▼

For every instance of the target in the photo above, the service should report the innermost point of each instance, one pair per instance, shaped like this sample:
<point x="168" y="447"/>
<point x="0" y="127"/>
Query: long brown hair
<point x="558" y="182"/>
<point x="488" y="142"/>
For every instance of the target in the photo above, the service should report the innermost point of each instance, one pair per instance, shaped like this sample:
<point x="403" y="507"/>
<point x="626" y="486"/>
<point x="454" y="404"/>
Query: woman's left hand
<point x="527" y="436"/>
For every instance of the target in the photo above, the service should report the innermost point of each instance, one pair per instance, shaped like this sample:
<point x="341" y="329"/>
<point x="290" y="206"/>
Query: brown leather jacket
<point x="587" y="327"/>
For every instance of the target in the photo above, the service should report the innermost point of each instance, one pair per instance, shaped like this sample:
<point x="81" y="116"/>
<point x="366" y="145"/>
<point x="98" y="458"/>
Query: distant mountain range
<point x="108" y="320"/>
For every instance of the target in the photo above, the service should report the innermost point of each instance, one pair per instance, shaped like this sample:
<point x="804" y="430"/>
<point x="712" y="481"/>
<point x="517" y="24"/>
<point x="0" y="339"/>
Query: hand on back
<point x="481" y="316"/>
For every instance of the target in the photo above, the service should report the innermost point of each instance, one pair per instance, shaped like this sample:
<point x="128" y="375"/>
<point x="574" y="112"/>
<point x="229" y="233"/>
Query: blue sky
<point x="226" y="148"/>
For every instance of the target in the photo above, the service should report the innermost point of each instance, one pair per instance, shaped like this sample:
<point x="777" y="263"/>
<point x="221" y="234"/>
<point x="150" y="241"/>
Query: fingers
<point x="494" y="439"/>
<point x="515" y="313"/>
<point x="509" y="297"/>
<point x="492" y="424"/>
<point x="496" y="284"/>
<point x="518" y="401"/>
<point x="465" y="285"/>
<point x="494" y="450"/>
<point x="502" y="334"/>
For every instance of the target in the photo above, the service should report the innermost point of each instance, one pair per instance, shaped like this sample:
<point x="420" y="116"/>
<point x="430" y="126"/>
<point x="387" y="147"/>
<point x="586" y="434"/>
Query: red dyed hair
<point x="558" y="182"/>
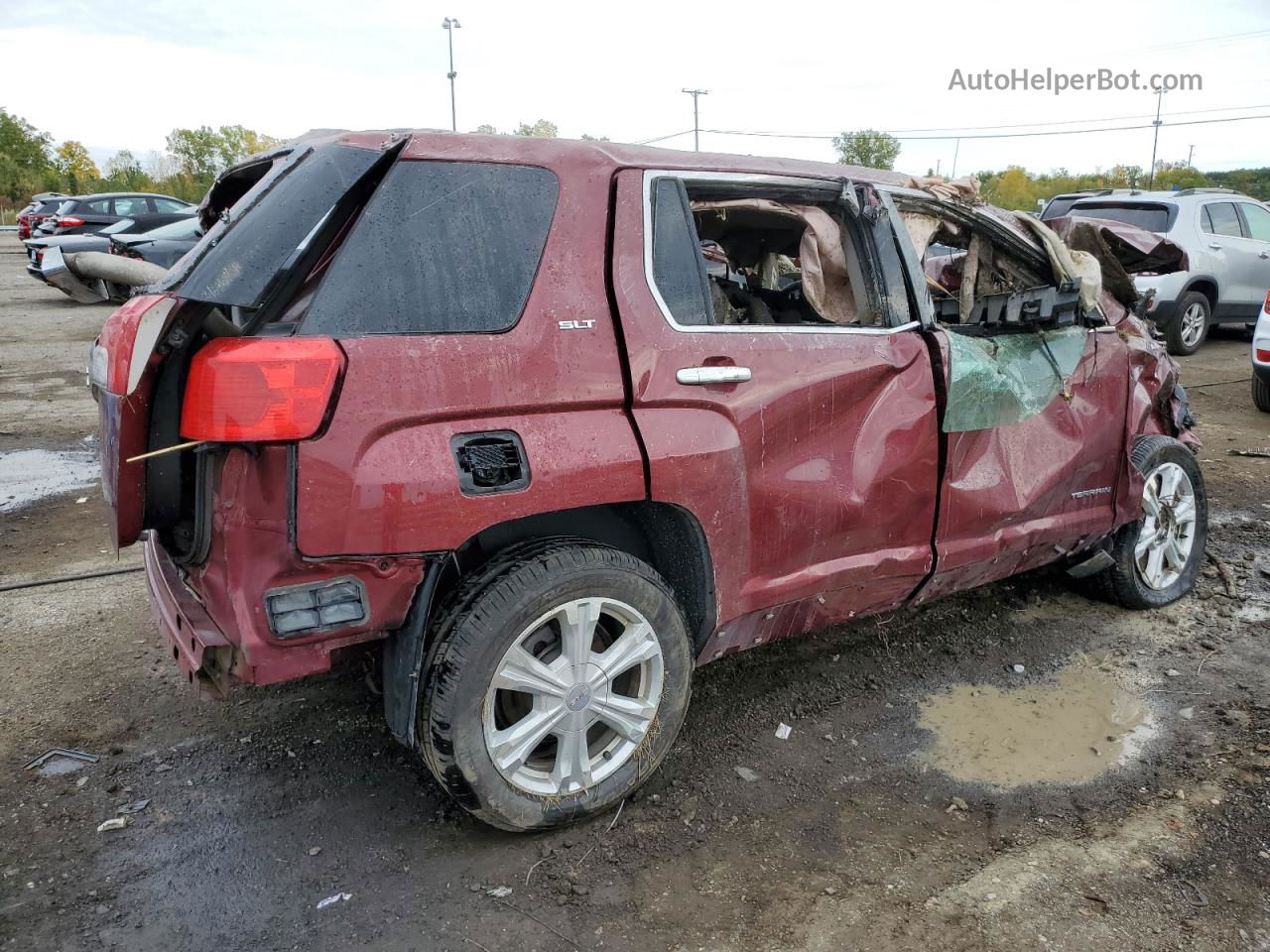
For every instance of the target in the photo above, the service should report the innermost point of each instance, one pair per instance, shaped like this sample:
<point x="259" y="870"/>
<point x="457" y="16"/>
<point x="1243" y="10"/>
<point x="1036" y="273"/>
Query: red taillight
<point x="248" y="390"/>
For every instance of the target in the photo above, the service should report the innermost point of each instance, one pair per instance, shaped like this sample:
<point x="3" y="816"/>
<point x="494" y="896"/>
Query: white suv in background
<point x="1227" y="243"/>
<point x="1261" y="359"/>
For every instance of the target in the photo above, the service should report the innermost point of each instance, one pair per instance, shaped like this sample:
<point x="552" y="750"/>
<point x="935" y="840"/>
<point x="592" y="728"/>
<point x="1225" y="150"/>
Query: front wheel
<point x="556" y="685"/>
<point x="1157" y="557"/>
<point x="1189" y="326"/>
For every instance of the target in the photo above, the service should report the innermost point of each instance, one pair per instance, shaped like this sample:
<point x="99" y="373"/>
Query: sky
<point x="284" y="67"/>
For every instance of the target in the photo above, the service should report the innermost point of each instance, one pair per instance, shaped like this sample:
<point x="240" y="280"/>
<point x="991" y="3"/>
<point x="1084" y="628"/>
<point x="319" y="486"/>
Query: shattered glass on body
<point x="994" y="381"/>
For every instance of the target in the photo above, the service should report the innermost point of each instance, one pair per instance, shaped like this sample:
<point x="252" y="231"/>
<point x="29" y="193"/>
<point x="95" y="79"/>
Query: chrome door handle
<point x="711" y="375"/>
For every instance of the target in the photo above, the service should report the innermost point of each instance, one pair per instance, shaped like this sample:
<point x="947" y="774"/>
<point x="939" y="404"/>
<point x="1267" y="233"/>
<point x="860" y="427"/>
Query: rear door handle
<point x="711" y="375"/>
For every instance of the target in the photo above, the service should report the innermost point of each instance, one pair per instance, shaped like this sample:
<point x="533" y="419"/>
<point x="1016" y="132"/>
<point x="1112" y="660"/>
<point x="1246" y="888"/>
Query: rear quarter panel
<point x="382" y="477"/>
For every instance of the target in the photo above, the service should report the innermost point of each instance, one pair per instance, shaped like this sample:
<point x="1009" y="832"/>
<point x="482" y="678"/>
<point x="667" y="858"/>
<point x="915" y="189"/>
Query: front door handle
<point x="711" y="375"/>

▲

Written request: Write out all the entries exactly, except for the pictures.

Reply to the task:
For every instance of the target in the photo above, the service should report the innermost point of each instance, one pair per instance, shaped like this sample:
<point x="168" y="447"/>
<point x="0" y="127"/>
Query: long brown hair
<point x="558" y="182"/>
<point x="488" y="142"/>
For every instance of the target in the photo above, the service should report the innermost point of each instance, one pair per instance, shaped like this sample:
<point x="403" y="507"/>
<point x="626" y="486"/>
<point x="454" y="404"/>
Query: woman's left hand
<point x="527" y="436"/>
For every instance of the target in the photo above, the service should report the innermost point of each instance, one pair per instance, shaped like this sample:
<point x="341" y="329"/>
<point x="290" y="206"/>
Query: brown leather jacket
<point x="587" y="327"/>
For every instance of the target in the photo above, the service should report the innermost point of each instance, one pair per instance, shaped like this sample:
<point x="81" y="116"/>
<point x="366" y="145"/>
<point x="98" y="458"/>
Query: distant mountain range
<point x="108" y="320"/>
For every instance of the target in the photo above, the service should report the innermost point of each instance, one pair per instance, shaped like this sample:
<point x="804" y="430"/>
<point x="712" y="481"/>
<point x="517" y="24"/>
<point x="0" y="339"/>
Query: hand on back
<point x="481" y="316"/>
For every instance of the target in the photo above, the service should report the innermost point of each instance, one pair per instance, shaped like this sample:
<point x="128" y="375"/>
<point x="574" y="112"/>
<point x="229" y="233"/>
Query: blue sky
<point x="226" y="148"/>
For every instance of the target in the photo above, the service should report the innermost point of each instance, one pair per instance, shaped like this sample:
<point x="777" y="263"/>
<point x="221" y="234"/>
<point x="150" y="241"/>
Query: fingers
<point x="494" y="439"/>
<point x="515" y="313"/>
<point x="509" y="297"/>
<point x="492" y="424"/>
<point x="496" y="284"/>
<point x="518" y="401"/>
<point x="465" y="285"/>
<point x="494" y="450"/>
<point x="502" y="334"/>
For every instance of the target in the photo above, the service should report the innermost point of each instance, one pair per instance, shaped like this sample:
<point x="420" y="116"/>
<point x="430" y="126"/>
<point x="387" y="147"/>
<point x="586" y="434"/>
Query: red dyed hair
<point x="558" y="182"/>
For every instance of the target in the photo above, the service should report the innermost point of each instance, one pair per instance, shaped like this sample:
<point x="259" y="870"/>
<point x="457" y="16"/>
<point x="1243" y="10"/>
<point x="1036" y="273"/>
Query: red taillight
<point x="248" y="390"/>
For every instance of the target in the photo above, the service should report the innermost point of each instance, one pair per instance, shaped like this sample:
<point x="3" y="816"/>
<point x="494" y="896"/>
Query: white suv in background
<point x="1227" y="243"/>
<point x="1261" y="359"/>
For every instance of the target in the photo above, the service should report the innermost point of each instance, one pair per instance, shaped like this sample:
<point x="552" y="750"/>
<point x="935" y="840"/>
<point x="592" y="728"/>
<point x="1225" y="150"/>
Query: front wheel
<point x="556" y="685"/>
<point x="1157" y="557"/>
<point x="1189" y="326"/>
For every instance of the target in the photo above, the service should report the innermost point of each instance, one pair per instance, shaped like this sample:
<point x="99" y="373"/>
Query: sky
<point x="284" y="67"/>
For every instance of the target in the photo above, the service should report the innermost point of each instance, one pair per instance, shaped like this sample:
<point x="240" y="280"/>
<point x="991" y="3"/>
<point x="1084" y="628"/>
<point x="319" y="486"/>
Query: shattered glass on body
<point x="994" y="381"/>
For every instance of the target in the photo above, the service should report the innermost point of each instance, one pair per instance, shaped like this sample:
<point x="252" y="231"/>
<point x="29" y="193"/>
<point x="95" y="79"/>
Query: chrome door handle
<point x="711" y="375"/>
For every instance of the target in the photo above, the service should report the innermost point of each instance, one pair per instance, shaped like this sample:
<point x="947" y="774"/>
<point x="939" y="404"/>
<point x="1267" y="233"/>
<point x="860" y="427"/>
Query: rear door handle
<point x="711" y="375"/>
For every instance of the target in the photo above, the service should report the innermost point of each instance, one pair per instance, shaped like this sample:
<point x="533" y="419"/>
<point x="1016" y="132"/>
<point x="1112" y="660"/>
<point x="1246" y="888"/>
Query: rear quarter panel
<point x="382" y="477"/>
For every instance of the target in the photo above, the service should report the innermost point of each instance, one pair per instance, shaped like this sample:
<point x="1009" y="832"/>
<point x="482" y="678"/>
<point x="667" y="858"/>
<point x="915" y="189"/>
Query: front door handle
<point x="711" y="375"/>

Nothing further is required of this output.